TEXT SECTION —

The dispute this year between the state-backed Royal Bank of Scotland and the Treasury is typical of the arguments involved: RBS wanted to offer bonuses of up to twice the size of salaries; George Osborne argued that the bonuses didn’t reflect the financial performance of the organisation, and more generally, that out-of-control bonuses were part of the culture that had led to the financial crisis in the first place. In response, RBS claims it will be unable to keep the ‘top’ staff it needs to deliver the turnaround plan and even better performance for the Treasury.

With the ongoing controversy over bonuses it’s important we better understand how bonuses work. Media tend to highlight the size of bonuses paid in financial services, often using negative phrases such as ‘bonus culture’ that suggest the payment of something for nothing. Bonuses have become symbolic of greed and inequality. The depth of public feeling regarding bonuses has led to pronouncements by both the US president and the UK prime minister on the need to restrain “inequitable payments” and proposed legislations to cap bank bonuses in the EU.

In principle, these perceptions seem at odds with the basic theory that bonuses, like other forms of performance pay, stands in lieu of some portion of an otherwise riskless (or at least less risky) salary payment, and so serve to increase firm profitability and employee performance. The idea that high performance bonuses substitute for salaries provides the basis for the resistance by both the UK and US financial sector to cap or reduce bonus payments.

Previous research demonstrates that bonus payments are highly concentrated in the upper levels of the income distribution. While the size of bonuses for financial service workers gets the attention, other research has demonstrated that more performance pay in the US is associated with increased earnings inequality over the 1980s and 1990s. Our work has examined the implicit trade-off between the size of bonus payments and salary payments. Do bonuses substitute for salary – or are they just ‘gravy on top’? Our UK study is timely in light of OECD research that earnings inequality is growing more quickly in the UK than in any other developed country, and the evidence that this growth is uniquely tied to the financial services industry with its use of performance bonuses.

INFORMATION GIVEN —
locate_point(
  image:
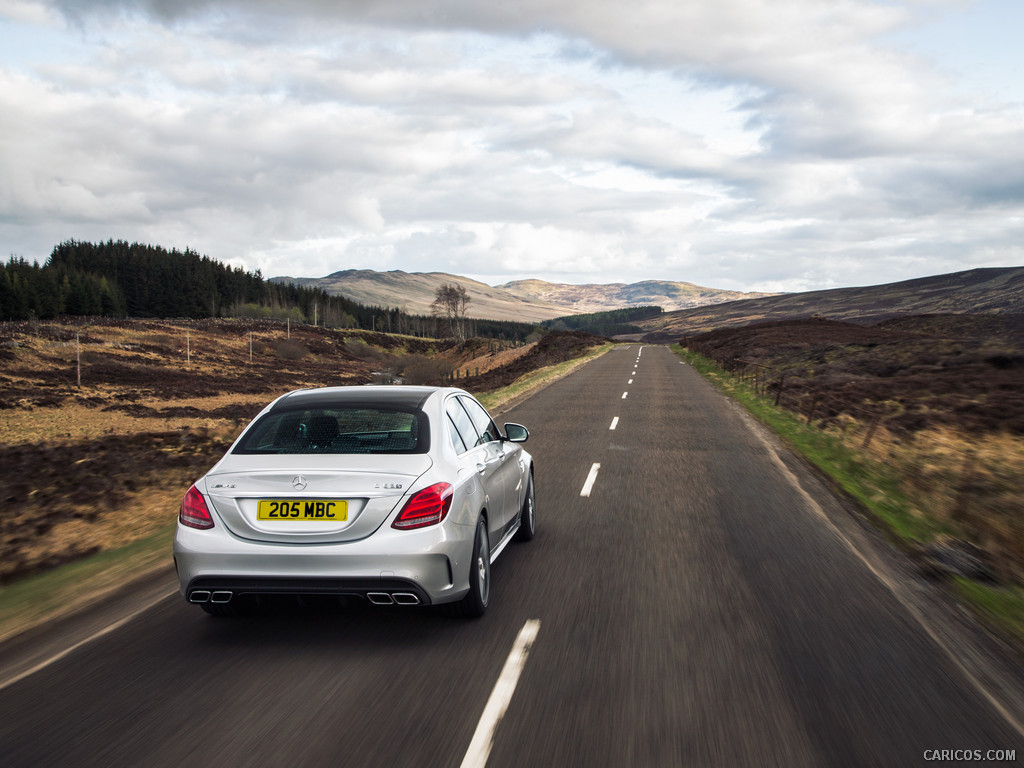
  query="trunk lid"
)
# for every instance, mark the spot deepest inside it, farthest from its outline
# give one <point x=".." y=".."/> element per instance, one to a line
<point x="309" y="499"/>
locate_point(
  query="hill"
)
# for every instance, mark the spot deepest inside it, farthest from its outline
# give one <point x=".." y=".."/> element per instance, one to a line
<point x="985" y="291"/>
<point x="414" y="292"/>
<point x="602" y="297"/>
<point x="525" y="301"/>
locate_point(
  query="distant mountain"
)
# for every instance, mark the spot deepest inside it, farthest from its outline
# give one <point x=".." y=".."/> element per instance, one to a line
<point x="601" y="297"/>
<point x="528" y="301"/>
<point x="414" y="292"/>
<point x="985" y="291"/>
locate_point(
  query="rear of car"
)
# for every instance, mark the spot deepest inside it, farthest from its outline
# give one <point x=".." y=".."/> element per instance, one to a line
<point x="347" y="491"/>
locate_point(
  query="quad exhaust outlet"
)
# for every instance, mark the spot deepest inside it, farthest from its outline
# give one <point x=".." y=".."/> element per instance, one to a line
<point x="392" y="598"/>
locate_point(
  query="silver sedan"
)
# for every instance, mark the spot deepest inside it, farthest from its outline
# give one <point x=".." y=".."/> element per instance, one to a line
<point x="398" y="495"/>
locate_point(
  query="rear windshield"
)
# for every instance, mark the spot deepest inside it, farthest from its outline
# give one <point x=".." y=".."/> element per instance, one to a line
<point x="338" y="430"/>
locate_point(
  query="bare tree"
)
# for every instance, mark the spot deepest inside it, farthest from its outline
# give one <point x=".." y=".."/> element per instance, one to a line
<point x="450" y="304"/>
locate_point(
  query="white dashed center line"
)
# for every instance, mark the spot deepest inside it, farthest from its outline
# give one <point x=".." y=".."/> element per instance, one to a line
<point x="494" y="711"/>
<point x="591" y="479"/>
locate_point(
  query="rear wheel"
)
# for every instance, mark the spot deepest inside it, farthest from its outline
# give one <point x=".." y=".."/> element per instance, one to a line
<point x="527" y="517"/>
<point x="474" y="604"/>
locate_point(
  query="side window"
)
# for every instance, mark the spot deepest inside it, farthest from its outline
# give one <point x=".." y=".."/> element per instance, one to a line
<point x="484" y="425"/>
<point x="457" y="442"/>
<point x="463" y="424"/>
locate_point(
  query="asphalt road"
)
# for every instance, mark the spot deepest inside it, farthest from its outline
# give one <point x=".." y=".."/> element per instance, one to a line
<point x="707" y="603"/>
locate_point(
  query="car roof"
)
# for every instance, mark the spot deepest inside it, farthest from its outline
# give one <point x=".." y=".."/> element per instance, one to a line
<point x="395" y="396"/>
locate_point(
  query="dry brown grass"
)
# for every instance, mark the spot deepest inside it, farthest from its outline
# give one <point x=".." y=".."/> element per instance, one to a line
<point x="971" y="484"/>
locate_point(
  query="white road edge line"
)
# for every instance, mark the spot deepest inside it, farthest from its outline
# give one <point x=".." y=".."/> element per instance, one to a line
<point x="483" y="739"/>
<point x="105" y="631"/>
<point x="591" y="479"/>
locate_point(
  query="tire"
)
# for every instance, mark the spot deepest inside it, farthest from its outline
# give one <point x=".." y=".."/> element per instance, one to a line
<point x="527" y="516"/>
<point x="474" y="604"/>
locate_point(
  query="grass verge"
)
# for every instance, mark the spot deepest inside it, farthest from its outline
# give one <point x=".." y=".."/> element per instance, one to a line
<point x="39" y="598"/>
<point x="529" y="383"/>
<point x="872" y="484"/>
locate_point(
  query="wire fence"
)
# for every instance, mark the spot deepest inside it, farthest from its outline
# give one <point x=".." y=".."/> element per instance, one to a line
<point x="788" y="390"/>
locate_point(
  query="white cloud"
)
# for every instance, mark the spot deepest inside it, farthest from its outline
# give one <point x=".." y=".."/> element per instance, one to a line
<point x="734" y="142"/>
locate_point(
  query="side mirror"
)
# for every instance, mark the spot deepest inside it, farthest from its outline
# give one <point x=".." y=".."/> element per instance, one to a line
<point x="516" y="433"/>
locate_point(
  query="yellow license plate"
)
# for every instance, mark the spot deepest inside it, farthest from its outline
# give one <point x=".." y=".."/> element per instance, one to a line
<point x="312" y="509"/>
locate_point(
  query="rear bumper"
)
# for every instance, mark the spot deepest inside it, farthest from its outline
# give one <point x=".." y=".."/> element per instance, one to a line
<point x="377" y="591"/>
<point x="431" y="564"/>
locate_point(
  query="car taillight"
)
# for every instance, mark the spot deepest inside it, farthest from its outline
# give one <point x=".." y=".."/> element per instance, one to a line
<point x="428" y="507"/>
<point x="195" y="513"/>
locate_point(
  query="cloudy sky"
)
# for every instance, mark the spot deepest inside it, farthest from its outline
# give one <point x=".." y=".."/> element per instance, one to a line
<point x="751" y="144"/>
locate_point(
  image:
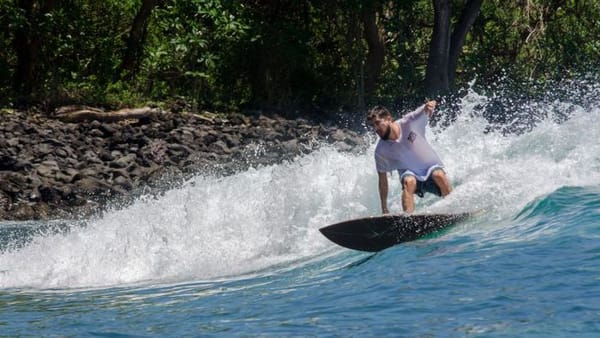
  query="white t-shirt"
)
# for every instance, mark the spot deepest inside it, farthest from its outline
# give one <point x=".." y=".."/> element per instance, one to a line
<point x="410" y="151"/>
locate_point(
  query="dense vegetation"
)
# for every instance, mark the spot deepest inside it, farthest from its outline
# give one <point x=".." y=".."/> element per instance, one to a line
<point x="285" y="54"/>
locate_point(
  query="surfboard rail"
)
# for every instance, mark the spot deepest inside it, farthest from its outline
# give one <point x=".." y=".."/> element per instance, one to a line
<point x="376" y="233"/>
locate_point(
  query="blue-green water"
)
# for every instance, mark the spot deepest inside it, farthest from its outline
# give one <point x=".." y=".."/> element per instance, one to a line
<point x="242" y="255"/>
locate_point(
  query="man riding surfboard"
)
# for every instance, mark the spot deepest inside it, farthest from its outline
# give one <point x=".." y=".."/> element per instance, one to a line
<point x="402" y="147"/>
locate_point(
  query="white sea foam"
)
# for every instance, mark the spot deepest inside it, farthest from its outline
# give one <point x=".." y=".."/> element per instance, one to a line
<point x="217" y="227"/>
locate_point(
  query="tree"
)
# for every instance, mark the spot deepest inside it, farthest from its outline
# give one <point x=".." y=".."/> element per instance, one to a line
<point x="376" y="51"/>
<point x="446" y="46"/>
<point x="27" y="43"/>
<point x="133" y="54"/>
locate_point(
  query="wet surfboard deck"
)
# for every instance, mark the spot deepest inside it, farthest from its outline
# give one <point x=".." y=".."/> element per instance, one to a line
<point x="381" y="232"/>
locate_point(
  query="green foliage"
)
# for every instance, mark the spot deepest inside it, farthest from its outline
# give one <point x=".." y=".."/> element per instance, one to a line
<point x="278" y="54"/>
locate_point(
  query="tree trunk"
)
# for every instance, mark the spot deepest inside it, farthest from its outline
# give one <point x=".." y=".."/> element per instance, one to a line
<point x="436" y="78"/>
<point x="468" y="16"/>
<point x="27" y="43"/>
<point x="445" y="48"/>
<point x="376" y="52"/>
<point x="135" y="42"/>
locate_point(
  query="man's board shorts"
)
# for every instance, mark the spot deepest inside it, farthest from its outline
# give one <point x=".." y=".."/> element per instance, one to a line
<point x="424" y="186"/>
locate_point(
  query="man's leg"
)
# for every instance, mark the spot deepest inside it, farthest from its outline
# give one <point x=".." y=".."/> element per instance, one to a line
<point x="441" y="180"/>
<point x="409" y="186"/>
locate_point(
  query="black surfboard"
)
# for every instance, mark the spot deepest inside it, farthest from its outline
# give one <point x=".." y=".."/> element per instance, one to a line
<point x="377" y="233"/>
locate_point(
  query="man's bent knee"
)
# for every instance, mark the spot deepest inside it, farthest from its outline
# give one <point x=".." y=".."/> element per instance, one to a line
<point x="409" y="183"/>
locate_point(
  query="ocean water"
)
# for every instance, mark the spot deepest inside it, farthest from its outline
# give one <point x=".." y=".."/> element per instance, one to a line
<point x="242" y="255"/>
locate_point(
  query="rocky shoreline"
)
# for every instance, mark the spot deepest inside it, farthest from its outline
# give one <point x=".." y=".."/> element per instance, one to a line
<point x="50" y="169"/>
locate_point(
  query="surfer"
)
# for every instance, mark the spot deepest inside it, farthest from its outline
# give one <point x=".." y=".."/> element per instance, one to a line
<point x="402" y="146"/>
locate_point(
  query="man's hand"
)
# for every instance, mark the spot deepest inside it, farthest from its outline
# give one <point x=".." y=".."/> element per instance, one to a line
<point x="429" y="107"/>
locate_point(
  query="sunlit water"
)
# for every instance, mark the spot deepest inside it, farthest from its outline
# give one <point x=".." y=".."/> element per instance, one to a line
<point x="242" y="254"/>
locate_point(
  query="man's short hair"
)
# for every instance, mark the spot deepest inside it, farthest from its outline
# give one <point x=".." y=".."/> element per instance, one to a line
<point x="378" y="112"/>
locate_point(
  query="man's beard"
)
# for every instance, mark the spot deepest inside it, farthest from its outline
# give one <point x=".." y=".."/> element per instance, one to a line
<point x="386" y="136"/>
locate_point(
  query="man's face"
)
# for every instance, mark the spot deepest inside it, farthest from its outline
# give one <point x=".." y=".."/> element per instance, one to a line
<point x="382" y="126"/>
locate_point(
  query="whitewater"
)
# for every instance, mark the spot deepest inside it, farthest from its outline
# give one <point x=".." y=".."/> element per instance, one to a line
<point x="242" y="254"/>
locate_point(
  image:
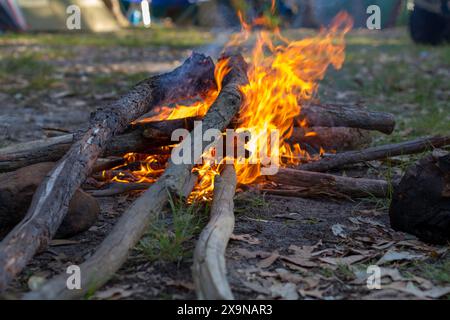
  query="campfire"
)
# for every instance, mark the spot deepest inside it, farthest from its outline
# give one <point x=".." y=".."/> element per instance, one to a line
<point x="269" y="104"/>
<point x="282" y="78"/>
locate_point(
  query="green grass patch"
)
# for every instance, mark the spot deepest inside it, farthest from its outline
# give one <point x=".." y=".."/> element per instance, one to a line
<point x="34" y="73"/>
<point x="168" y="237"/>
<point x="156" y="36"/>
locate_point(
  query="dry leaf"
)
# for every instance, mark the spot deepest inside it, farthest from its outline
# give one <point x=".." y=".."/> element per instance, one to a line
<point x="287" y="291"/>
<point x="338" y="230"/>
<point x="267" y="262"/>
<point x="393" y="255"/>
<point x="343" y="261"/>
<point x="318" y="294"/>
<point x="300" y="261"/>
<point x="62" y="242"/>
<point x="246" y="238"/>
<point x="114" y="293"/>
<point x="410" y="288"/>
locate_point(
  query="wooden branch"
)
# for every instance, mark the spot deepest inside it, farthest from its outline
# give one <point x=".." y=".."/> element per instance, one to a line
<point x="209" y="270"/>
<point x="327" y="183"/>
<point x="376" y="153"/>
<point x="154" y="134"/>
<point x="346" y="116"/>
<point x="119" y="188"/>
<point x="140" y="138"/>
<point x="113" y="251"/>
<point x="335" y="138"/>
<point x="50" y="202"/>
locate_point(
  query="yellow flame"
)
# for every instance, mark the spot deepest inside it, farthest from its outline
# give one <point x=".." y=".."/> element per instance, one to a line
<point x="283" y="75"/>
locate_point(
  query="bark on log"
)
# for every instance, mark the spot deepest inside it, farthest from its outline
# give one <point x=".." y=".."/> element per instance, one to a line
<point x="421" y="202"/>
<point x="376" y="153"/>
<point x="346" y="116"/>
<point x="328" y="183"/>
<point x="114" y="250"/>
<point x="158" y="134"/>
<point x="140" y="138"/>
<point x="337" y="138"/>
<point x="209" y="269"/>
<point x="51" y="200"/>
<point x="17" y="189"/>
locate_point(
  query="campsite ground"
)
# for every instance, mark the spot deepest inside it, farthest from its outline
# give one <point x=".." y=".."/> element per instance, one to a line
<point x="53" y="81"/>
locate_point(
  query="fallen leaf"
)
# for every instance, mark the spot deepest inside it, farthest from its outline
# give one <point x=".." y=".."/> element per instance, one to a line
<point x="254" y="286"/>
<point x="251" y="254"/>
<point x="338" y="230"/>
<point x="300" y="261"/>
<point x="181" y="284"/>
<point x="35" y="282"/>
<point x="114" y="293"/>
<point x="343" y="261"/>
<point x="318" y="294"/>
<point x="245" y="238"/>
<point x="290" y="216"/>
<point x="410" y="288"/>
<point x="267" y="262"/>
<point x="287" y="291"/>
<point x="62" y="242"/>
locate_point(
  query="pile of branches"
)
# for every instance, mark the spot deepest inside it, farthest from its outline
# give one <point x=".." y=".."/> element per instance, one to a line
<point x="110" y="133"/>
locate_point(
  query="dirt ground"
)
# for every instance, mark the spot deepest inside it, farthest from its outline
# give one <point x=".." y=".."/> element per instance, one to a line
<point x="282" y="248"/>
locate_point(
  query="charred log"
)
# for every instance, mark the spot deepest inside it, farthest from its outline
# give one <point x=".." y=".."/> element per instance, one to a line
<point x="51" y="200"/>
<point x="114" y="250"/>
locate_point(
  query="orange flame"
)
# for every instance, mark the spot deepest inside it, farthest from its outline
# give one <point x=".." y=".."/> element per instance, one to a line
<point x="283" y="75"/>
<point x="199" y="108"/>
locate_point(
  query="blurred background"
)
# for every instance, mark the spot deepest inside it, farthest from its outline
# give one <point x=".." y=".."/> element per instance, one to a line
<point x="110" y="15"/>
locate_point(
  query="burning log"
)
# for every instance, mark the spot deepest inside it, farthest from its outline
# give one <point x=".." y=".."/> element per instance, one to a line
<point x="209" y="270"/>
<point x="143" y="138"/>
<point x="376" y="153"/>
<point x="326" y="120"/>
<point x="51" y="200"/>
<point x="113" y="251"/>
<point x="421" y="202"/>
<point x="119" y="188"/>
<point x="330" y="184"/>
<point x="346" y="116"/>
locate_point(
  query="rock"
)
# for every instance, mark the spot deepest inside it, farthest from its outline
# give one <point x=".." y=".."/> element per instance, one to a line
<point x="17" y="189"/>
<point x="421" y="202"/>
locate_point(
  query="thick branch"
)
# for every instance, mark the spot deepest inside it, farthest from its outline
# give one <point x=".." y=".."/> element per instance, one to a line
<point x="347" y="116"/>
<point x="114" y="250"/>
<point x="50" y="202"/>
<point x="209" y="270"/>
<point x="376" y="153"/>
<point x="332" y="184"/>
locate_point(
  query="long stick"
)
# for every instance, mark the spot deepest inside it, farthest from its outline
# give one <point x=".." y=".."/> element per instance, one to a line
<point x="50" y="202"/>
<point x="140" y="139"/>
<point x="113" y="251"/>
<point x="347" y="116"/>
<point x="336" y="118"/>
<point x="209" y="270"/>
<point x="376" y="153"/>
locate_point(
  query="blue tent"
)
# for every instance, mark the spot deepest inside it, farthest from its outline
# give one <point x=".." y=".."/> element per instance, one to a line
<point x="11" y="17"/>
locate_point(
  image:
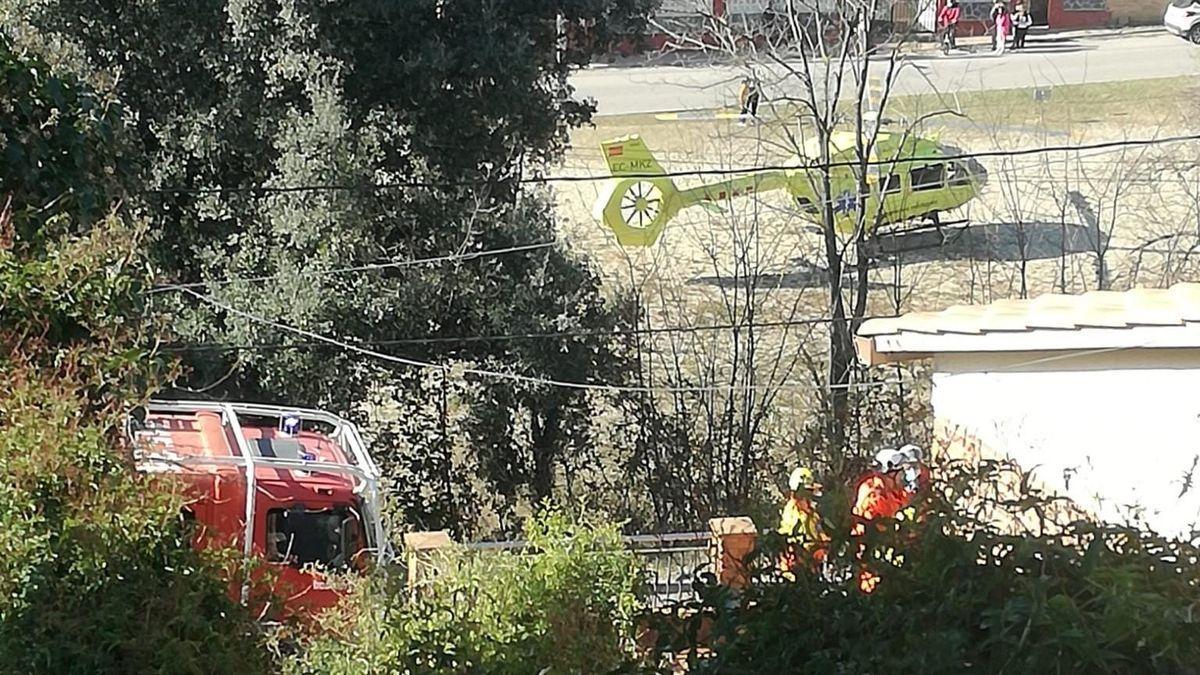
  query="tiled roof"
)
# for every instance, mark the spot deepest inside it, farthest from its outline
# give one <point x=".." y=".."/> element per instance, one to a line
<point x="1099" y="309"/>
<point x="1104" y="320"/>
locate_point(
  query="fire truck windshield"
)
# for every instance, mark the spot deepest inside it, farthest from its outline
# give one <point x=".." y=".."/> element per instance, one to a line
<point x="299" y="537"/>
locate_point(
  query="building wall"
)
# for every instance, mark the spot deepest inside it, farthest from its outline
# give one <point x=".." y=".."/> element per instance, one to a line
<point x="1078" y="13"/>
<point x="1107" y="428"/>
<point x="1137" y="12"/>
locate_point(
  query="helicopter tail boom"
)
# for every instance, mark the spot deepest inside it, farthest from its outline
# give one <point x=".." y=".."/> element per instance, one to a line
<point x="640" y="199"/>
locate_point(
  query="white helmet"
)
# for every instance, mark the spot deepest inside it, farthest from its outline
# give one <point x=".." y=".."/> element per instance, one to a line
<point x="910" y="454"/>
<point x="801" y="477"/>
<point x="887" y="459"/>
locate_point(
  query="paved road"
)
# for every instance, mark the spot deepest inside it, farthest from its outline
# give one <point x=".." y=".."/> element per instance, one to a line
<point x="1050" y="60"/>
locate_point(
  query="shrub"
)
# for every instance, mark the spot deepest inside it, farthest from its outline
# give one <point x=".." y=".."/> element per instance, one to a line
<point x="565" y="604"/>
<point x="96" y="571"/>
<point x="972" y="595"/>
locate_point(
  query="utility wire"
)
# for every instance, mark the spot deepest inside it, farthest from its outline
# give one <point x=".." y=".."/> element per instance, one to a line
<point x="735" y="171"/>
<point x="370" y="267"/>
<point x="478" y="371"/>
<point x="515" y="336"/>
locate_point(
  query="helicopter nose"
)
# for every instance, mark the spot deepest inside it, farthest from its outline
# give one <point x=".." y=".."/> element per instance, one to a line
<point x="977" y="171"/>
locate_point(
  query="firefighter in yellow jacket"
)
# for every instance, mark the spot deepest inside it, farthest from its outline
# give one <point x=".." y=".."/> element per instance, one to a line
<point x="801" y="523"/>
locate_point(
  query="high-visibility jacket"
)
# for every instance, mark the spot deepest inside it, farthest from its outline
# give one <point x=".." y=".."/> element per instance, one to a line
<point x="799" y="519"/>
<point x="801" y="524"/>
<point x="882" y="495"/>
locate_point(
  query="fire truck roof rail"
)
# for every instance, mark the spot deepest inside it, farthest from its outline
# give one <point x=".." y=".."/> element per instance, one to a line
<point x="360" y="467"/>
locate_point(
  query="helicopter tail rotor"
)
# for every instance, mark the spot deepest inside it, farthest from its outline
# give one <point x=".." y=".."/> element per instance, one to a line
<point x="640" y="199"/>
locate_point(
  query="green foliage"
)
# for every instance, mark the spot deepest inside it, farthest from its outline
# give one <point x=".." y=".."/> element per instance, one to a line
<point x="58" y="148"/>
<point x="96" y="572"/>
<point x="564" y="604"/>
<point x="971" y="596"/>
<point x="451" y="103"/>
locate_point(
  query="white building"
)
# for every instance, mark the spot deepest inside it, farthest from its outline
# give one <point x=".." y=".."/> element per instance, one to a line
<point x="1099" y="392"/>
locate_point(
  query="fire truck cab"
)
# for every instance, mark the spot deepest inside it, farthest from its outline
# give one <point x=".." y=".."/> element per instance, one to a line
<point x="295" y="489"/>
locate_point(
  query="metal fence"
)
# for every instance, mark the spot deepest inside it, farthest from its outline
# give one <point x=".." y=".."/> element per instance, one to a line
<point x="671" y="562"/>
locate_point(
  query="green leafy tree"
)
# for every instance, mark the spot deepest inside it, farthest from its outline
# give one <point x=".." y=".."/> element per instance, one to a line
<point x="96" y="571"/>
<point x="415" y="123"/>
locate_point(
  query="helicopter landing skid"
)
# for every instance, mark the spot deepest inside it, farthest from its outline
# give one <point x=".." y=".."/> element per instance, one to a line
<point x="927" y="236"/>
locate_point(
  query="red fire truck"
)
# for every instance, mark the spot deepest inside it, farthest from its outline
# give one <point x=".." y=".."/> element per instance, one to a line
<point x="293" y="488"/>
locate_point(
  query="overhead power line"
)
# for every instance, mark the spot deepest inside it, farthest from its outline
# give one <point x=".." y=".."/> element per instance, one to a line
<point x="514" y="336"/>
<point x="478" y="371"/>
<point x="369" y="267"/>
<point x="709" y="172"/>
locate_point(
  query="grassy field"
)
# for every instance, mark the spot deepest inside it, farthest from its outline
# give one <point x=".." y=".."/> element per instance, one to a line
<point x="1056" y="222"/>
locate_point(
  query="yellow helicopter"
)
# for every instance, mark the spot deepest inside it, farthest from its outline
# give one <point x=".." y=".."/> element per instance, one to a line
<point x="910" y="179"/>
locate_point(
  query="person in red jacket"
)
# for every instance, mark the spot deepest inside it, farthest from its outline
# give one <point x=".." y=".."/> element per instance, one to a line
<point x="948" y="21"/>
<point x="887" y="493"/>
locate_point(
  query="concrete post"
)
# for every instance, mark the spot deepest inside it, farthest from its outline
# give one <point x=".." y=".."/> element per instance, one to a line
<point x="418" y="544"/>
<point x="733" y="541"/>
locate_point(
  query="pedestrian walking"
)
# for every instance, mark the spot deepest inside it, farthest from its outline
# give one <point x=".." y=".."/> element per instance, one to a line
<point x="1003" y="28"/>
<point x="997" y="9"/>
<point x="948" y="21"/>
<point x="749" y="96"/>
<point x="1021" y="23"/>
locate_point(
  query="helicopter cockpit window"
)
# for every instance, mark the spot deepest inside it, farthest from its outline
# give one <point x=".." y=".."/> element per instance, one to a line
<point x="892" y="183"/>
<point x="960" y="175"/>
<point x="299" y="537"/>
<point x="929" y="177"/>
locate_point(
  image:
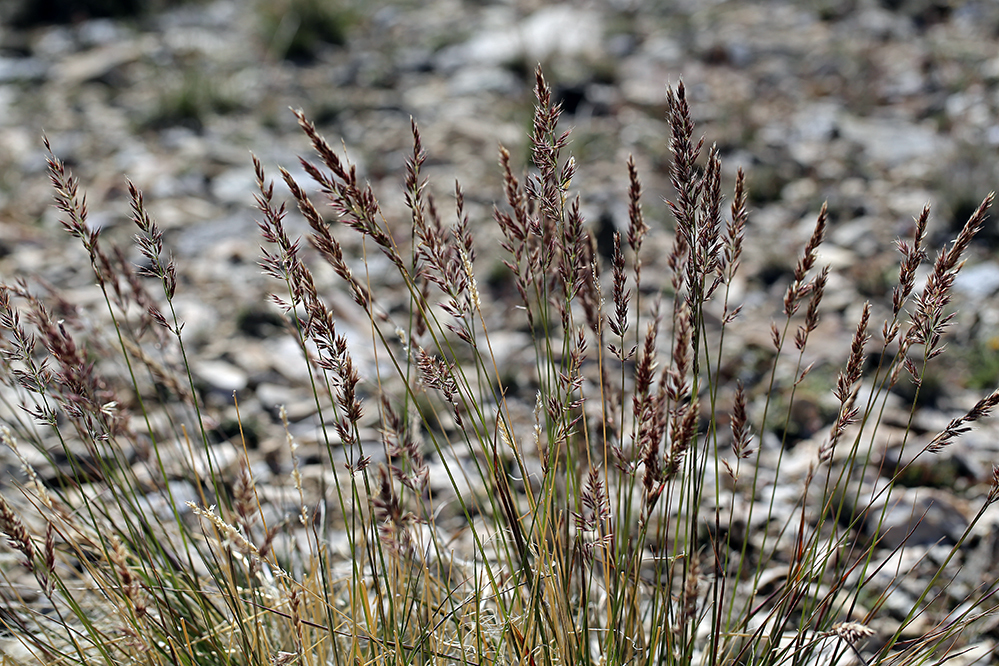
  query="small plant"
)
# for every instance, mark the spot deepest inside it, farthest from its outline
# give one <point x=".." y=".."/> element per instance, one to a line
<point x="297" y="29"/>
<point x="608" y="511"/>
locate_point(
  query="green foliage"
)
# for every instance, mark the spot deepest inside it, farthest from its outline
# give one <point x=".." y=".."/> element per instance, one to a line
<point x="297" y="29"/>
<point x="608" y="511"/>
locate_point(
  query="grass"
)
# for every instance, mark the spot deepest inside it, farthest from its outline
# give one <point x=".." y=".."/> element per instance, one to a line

PROMPT A —
According to the passage on bank bonuses, how large were the bonuses that RBS wanted to offer?
PROMPT B —
Write out the passage on bank bonuses word for word, from "In principle, these" to "reduce bonus payments.".
You can set the data aside; it isn't needed for this work.

CORRECT RESULT A —
Up to twice the size of salaries.

CORRECT RESULT B —
In principle, these perceptions seem at odds with the basic theory that bonuses, like other forms of performance pay, stands in lieu of some portion of an otherwise riskless (or at least less risky) salary payment, and so serve to increase firm profitability and employee performance. The idea that high performance bonuses substitute for salaries provides the basis for the resistance by both the UK and US financial sector to cap or reduce bonus payments.